▶ [The input]:
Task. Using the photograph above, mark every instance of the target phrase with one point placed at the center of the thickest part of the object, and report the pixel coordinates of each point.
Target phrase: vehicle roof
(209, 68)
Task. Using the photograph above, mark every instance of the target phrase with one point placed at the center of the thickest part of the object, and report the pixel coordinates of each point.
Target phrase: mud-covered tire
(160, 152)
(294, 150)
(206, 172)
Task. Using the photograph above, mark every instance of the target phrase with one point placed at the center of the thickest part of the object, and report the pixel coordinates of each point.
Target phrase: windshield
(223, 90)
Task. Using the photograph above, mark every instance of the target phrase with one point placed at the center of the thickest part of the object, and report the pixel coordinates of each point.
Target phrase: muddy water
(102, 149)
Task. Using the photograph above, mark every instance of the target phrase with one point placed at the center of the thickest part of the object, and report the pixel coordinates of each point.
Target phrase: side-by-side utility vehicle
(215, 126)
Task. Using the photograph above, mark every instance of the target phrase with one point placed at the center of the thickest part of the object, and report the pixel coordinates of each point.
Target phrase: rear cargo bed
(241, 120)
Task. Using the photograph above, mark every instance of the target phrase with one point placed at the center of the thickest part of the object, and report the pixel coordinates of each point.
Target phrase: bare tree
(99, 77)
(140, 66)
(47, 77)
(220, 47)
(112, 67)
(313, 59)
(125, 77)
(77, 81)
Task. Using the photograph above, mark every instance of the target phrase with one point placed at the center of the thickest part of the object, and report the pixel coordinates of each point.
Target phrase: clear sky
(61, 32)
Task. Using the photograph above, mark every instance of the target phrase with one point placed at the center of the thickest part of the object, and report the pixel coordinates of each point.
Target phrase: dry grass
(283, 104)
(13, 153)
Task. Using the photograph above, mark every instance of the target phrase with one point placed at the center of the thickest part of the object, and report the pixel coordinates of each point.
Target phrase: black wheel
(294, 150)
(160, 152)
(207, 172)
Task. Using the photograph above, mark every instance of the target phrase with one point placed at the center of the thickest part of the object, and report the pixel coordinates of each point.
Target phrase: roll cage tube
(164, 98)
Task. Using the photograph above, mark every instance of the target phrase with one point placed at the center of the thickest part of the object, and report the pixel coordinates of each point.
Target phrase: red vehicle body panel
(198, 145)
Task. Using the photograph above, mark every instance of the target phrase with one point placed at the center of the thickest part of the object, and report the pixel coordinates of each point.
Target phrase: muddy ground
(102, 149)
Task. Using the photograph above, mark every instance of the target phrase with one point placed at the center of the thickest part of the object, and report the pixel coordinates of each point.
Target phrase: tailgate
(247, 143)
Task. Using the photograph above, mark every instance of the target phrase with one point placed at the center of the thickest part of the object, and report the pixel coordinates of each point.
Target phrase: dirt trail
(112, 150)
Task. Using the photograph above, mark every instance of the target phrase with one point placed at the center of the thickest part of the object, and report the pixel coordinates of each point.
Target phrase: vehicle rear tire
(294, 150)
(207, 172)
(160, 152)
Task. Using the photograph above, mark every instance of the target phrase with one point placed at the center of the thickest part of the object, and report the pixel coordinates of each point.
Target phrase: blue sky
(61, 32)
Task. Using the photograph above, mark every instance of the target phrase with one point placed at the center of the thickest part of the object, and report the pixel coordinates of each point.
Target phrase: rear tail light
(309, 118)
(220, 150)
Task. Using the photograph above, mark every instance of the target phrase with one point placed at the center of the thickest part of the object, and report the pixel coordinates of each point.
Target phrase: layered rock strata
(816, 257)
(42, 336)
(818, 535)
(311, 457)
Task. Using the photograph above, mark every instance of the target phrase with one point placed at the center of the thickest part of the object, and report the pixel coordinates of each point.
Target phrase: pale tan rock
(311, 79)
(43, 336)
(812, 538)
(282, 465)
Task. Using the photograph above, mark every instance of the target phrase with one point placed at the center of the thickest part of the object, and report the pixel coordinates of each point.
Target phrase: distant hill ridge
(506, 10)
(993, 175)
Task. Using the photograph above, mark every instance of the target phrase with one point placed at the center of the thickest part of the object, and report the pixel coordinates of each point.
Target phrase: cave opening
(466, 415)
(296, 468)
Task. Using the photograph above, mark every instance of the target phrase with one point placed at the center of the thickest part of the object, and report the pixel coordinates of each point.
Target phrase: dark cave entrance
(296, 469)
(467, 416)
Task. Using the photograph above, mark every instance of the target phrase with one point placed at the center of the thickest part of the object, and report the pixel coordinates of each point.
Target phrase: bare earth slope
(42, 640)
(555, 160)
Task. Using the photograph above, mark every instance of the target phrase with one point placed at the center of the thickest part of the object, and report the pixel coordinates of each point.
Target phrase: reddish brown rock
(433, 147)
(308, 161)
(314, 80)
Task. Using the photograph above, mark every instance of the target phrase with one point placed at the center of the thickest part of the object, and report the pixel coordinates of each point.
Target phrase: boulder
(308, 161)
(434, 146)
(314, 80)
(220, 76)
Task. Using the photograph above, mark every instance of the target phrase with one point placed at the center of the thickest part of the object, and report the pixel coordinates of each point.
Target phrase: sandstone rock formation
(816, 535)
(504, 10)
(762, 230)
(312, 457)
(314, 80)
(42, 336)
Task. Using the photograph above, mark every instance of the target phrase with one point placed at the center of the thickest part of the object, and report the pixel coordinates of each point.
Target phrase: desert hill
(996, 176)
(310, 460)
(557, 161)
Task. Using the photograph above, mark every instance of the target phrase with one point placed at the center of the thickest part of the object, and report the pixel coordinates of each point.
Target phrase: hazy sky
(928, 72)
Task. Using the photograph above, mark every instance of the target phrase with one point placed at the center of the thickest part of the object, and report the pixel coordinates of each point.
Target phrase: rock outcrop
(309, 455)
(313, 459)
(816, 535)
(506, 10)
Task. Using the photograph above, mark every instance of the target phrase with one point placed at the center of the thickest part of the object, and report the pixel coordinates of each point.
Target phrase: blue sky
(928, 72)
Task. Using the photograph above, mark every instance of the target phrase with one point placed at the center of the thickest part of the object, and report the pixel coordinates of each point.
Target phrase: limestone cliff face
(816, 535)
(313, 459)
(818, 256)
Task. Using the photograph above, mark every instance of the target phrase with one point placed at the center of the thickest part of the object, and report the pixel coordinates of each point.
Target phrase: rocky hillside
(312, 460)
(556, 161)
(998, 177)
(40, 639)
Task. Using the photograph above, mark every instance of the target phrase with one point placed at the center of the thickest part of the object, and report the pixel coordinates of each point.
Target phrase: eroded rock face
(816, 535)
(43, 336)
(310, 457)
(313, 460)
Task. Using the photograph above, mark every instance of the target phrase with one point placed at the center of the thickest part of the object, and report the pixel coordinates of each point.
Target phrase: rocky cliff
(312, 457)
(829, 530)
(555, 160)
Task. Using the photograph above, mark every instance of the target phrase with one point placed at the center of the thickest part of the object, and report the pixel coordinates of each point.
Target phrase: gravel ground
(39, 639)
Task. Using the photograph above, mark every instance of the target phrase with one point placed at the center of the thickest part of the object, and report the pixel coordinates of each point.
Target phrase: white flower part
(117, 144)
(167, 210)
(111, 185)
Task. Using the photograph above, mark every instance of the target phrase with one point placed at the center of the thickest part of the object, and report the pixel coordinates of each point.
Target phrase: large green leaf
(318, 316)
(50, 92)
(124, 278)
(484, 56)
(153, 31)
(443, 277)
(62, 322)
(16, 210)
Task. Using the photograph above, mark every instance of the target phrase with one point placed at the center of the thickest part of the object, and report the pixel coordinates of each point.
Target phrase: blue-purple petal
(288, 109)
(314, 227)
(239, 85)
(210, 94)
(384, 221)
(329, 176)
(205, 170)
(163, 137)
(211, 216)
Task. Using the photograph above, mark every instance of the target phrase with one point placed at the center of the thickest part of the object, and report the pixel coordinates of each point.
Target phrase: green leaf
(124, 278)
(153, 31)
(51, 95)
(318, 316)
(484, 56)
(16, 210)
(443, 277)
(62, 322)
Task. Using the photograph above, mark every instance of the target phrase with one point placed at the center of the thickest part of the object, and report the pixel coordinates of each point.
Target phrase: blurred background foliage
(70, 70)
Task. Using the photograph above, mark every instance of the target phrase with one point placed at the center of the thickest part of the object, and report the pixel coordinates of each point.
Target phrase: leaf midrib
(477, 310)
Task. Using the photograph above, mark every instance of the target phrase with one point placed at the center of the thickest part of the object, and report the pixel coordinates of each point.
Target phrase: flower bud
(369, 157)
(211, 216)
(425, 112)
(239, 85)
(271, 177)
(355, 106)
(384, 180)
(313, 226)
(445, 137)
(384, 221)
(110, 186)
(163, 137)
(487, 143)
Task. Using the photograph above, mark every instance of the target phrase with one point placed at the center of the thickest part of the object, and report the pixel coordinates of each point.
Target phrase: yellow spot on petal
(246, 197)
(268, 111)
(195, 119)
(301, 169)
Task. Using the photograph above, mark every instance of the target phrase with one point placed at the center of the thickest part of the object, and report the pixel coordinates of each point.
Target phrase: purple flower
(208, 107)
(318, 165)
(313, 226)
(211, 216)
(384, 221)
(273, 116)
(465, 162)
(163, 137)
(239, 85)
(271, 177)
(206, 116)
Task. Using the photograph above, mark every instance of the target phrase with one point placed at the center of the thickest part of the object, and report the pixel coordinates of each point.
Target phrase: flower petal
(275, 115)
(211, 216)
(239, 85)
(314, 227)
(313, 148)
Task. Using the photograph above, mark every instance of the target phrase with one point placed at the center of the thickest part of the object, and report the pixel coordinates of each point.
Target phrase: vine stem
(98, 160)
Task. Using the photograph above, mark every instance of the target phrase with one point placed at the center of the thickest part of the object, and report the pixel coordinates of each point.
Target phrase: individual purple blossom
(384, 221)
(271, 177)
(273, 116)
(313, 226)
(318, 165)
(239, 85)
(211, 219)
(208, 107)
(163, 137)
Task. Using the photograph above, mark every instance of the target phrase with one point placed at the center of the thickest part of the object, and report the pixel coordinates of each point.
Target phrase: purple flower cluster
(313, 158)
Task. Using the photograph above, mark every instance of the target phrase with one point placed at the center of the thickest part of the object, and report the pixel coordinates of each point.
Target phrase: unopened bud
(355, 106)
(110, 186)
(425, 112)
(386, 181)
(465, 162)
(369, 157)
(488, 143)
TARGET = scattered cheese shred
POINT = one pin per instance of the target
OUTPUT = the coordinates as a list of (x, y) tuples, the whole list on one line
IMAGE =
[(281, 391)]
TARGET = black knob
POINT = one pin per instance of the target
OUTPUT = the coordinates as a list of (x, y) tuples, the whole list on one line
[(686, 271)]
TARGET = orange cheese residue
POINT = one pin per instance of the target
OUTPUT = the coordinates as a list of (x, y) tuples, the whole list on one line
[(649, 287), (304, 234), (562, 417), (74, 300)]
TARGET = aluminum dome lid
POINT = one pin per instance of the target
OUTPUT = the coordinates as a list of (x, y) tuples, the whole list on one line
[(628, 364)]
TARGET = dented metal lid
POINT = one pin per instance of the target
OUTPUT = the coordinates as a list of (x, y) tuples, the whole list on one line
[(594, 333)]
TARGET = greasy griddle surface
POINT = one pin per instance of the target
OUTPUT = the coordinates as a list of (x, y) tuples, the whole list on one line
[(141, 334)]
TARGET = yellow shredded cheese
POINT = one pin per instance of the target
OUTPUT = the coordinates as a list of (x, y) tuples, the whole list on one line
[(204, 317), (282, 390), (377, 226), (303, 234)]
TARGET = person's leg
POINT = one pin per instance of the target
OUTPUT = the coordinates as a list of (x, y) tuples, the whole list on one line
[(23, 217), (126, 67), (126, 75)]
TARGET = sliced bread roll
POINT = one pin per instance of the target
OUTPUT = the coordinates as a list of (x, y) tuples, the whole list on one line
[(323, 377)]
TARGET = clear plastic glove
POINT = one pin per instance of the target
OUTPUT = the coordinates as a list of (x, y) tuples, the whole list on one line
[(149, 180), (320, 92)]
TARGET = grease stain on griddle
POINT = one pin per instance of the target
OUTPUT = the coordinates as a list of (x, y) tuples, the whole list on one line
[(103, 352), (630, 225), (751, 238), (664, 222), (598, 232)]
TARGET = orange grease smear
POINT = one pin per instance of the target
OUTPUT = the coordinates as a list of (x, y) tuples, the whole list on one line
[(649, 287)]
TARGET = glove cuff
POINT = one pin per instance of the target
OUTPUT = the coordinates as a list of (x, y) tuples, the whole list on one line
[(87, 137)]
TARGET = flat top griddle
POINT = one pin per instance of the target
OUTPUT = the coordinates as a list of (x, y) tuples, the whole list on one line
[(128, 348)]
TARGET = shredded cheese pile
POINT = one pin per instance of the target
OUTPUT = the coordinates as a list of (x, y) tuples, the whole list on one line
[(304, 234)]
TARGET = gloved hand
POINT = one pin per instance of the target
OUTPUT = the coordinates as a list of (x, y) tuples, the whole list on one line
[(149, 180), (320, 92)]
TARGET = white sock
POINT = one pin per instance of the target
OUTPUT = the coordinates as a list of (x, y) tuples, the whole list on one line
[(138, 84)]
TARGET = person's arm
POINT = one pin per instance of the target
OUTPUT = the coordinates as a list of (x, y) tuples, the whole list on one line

▶ [Exercise instructions]:
Please copy the listing from the line containing "TARGET = aluminum dome lid" to the line containing "[(628, 364)]", both included, reproducing each line unchanged.

▶ [Full solution]:
TARGET = aluminum dome lid
POINT = one pin per instance of the target
OUTPUT = the coordinates as a list of (x, y) tuples, the whole list on one line
[(628, 364)]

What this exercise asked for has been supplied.